Start of Block

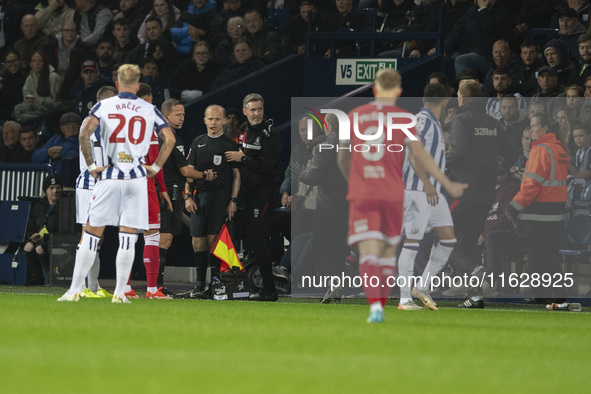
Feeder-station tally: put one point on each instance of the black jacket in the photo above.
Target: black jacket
(324, 173)
(260, 174)
(476, 142)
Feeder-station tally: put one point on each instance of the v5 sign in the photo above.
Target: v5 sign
(360, 71)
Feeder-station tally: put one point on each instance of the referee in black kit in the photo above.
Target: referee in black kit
(211, 202)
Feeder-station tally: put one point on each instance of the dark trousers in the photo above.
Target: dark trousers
(258, 228)
(544, 259)
(468, 220)
(499, 244)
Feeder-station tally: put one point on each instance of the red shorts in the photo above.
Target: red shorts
(153, 206)
(381, 220)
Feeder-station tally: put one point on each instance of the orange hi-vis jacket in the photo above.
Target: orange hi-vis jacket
(539, 206)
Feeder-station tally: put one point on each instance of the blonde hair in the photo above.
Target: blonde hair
(388, 79)
(128, 74)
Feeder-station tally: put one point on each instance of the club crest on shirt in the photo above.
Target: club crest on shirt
(125, 158)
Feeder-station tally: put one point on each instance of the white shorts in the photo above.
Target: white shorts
(420, 216)
(83, 197)
(120, 203)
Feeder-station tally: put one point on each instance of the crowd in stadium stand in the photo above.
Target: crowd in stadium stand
(56, 54)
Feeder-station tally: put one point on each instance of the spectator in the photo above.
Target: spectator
(151, 76)
(245, 64)
(299, 25)
(33, 39)
(570, 29)
(153, 32)
(581, 7)
(566, 119)
(582, 70)
(134, 11)
(43, 220)
(525, 79)
(224, 51)
(574, 98)
(556, 56)
(519, 166)
(260, 177)
(13, 151)
(91, 20)
(87, 87)
(125, 43)
(12, 79)
(470, 41)
(538, 208)
(199, 30)
(62, 145)
(104, 56)
(39, 91)
(264, 42)
(513, 121)
(473, 159)
(61, 45)
(180, 35)
(52, 17)
(195, 76)
(29, 140)
(503, 88)
(166, 12)
(582, 163)
(549, 87)
(501, 59)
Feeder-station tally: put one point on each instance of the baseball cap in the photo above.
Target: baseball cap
(549, 69)
(51, 180)
(70, 117)
(89, 65)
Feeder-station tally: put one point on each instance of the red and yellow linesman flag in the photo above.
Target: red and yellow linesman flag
(223, 248)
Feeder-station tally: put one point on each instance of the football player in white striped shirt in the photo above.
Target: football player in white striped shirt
(84, 186)
(425, 207)
(120, 196)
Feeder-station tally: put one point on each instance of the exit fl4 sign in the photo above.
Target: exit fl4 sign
(360, 71)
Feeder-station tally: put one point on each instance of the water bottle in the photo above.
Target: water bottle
(565, 306)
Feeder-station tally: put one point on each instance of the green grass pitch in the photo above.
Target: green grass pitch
(293, 346)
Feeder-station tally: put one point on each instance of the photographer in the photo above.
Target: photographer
(43, 220)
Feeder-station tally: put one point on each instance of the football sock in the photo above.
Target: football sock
(162, 253)
(439, 257)
(124, 260)
(152, 259)
(387, 277)
(93, 273)
(84, 260)
(368, 268)
(201, 263)
(406, 264)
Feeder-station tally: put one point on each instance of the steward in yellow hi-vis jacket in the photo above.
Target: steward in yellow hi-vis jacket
(539, 207)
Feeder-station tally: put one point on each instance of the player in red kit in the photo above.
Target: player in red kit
(373, 168)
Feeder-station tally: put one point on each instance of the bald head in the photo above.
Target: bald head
(29, 26)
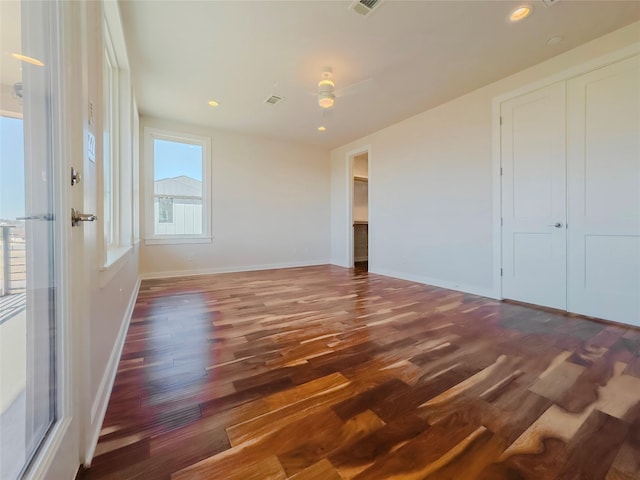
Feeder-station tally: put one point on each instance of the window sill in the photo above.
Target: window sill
(116, 258)
(176, 240)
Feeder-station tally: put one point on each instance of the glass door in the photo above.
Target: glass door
(29, 221)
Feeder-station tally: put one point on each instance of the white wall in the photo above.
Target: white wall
(270, 207)
(105, 295)
(431, 184)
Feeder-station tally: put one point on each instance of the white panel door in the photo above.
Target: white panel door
(534, 197)
(603, 132)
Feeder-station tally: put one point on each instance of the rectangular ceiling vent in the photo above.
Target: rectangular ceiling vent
(365, 7)
(274, 99)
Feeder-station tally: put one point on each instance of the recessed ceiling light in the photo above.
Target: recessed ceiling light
(326, 99)
(520, 13)
(31, 60)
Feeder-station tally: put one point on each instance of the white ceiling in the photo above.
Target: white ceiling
(411, 55)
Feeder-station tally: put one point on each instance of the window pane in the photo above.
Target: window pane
(27, 278)
(177, 179)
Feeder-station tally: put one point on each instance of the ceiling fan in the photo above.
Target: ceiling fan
(327, 93)
(326, 87)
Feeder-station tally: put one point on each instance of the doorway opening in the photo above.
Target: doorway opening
(360, 210)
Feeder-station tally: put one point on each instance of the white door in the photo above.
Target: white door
(603, 121)
(39, 428)
(534, 197)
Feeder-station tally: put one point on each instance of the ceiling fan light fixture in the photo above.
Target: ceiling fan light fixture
(326, 83)
(25, 58)
(326, 99)
(520, 13)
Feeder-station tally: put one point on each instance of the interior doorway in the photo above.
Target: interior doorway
(360, 210)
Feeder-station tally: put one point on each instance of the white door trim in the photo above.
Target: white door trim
(350, 192)
(565, 75)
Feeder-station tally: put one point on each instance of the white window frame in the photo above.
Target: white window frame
(150, 237)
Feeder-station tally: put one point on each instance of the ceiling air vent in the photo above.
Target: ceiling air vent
(365, 7)
(274, 99)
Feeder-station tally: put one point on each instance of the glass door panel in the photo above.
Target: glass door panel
(28, 292)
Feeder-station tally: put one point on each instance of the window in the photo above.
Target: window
(178, 187)
(165, 210)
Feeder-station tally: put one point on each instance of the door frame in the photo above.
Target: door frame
(350, 200)
(496, 141)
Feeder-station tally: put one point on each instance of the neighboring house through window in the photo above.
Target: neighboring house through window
(178, 186)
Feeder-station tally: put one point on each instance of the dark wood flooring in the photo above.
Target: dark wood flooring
(328, 373)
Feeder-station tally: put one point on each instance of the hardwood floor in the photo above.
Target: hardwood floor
(328, 373)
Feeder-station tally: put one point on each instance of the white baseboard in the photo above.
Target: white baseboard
(243, 268)
(460, 287)
(101, 401)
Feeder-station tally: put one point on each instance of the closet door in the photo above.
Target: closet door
(534, 197)
(603, 132)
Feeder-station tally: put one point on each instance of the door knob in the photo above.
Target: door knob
(77, 217)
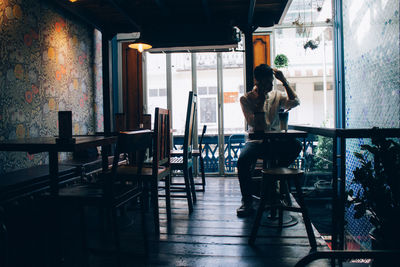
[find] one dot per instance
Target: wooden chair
(198, 154)
(112, 192)
(185, 162)
(160, 165)
(283, 175)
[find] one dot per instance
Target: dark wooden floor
(211, 236)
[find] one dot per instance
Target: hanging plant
(312, 44)
(281, 61)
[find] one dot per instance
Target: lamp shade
(139, 45)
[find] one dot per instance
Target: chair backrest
(202, 136)
(190, 116)
(161, 141)
(131, 142)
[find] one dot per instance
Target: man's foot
(245, 210)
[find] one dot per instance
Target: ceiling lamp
(140, 45)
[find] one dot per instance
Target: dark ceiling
(178, 22)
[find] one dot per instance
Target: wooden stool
(270, 176)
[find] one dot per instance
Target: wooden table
(277, 134)
(49, 144)
(270, 136)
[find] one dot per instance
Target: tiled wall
(48, 62)
(372, 77)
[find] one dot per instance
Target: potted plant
(281, 61)
(378, 196)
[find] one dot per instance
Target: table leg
(53, 171)
(334, 193)
(105, 151)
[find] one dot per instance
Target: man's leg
(246, 162)
(288, 151)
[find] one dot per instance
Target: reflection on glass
(233, 89)
(156, 82)
(181, 85)
(207, 83)
(310, 73)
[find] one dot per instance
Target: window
(208, 110)
(281, 88)
(156, 82)
(319, 86)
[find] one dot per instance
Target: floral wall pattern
(49, 62)
(372, 79)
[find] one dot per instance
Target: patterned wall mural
(372, 78)
(49, 62)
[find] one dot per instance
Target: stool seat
(283, 175)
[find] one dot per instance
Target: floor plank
(211, 236)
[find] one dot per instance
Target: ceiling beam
(250, 16)
(164, 9)
(80, 13)
(123, 11)
(284, 11)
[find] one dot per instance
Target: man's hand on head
(279, 75)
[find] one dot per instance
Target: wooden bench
(29, 181)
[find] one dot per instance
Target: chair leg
(203, 175)
(192, 184)
(83, 236)
(168, 196)
(187, 189)
(154, 203)
(257, 220)
(307, 222)
(144, 227)
(116, 234)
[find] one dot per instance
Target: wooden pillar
(249, 55)
(106, 82)
(132, 86)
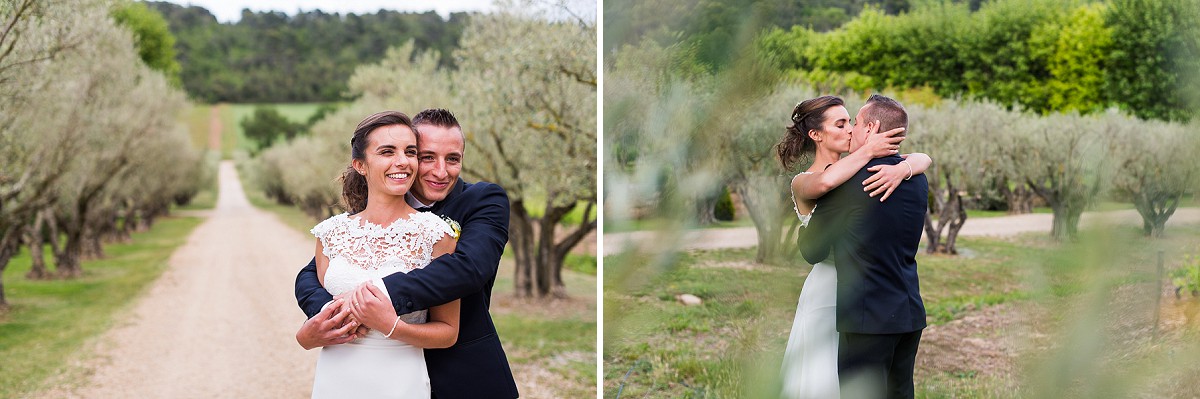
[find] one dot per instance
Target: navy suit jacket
(874, 246)
(475, 367)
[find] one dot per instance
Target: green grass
(233, 138)
(732, 345)
(51, 321)
(659, 224)
(197, 121)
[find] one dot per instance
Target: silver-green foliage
(90, 132)
(525, 90)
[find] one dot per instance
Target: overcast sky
(231, 10)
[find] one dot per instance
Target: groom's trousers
(877, 365)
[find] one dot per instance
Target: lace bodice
(359, 250)
(804, 218)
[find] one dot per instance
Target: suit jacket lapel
(459, 186)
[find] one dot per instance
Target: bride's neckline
(361, 221)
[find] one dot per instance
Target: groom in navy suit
(874, 244)
(475, 367)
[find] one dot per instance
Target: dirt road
(221, 321)
(747, 237)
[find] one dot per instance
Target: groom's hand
(328, 327)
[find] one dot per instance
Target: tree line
(90, 147)
(1139, 55)
(271, 57)
(523, 88)
(713, 30)
(678, 138)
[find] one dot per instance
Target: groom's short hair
(436, 117)
(887, 111)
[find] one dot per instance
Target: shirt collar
(417, 203)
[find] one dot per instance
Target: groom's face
(439, 161)
(861, 130)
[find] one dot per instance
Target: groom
(874, 244)
(475, 367)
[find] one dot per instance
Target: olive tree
(89, 132)
(1157, 167)
(964, 140)
(527, 89)
(760, 180)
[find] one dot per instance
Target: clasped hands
(349, 316)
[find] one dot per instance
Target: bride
(820, 131)
(377, 238)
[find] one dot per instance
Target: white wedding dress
(373, 365)
(810, 361)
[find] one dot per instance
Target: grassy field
(1019, 317)
(197, 120)
(51, 321)
(552, 343)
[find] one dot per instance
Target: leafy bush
(1188, 277)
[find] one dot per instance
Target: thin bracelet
(393, 327)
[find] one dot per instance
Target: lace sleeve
(325, 230)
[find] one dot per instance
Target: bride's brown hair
(354, 185)
(807, 115)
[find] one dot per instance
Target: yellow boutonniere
(454, 226)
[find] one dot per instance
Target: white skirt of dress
(810, 361)
(371, 367)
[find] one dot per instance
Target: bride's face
(390, 161)
(834, 134)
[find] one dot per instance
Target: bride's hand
(886, 179)
(371, 308)
(881, 144)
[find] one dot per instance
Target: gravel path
(997, 226)
(221, 320)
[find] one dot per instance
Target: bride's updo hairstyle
(354, 185)
(807, 115)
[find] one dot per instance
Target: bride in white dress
(820, 131)
(383, 236)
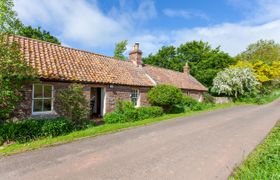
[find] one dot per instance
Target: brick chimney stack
(135, 55)
(187, 69)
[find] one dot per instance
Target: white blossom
(235, 82)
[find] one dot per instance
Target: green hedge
(31, 129)
(165, 96)
(127, 113)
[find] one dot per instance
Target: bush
(73, 104)
(126, 112)
(208, 98)
(235, 82)
(123, 106)
(57, 127)
(27, 130)
(114, 117)
(21, 131)
(149, 112)
(165, 96)
(14, 74)
(189, 102)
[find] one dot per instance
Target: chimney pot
(187, 69)
(135, 56)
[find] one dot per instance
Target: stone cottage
(105, 79)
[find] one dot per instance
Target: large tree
(166, 57)
(9, 23)
(120, 48)
(267, 51)
(8, 17)
(38, 33)
(204, 61)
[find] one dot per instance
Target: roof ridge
(71, 48)
(164, 68)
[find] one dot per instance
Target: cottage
(105, 79)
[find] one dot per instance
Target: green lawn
(94, 131)
(264, 162)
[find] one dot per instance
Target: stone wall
(113, 94)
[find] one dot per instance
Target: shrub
(208, 98)
(73, 104)
(123, 106)
(189, 102)
(149, 112)
(27, 130)
(21, 131)
(57, 127)
(235, 82)
(126, 112)
(14, 74)
(165, 96)
(114, 117)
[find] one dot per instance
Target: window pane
(37, 105)
(47, 105)
(47, 91)
(38, 91)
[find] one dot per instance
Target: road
(205, 146)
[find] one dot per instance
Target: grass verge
(264, 162)
(95, 131)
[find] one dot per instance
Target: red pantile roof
(62, 63)
(55, 62)
(166, 76)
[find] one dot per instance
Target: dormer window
(135, 97)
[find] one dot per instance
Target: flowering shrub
(263, 72)
(235, 82)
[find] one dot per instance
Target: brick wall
(117, 92)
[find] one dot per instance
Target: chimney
(135, 55)
(186, 69)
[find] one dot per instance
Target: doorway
(97, 102)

End of Block

» TASK BRIEF
Exactly the lines above from the one with "Target: red and yellow linesman flag" to the one with "pitch in the photo above.", both included, are to be quoted; leave the rest out.

» EXERCISE RESULT
Target: red and yellow linesman flag
(223, 248)
Feeder-station tally: put one point on each instance of the football player in white striped shirt in the photo above.
Target: football player in white striped shirt
(84, 186)
(425, 207)
(120, 196)
Feeder-station tally: put one point on each instance of the exit fl4 sign in the photo above.
Target: exit fl4 sign
(360, 71)
Feeder-station tally: put one point on each instance of the water bottle in the photo above.
Target: water bottle
(565, 306)
Feeder-station tally: put one point on each instance of the green grass pitch in the photo above.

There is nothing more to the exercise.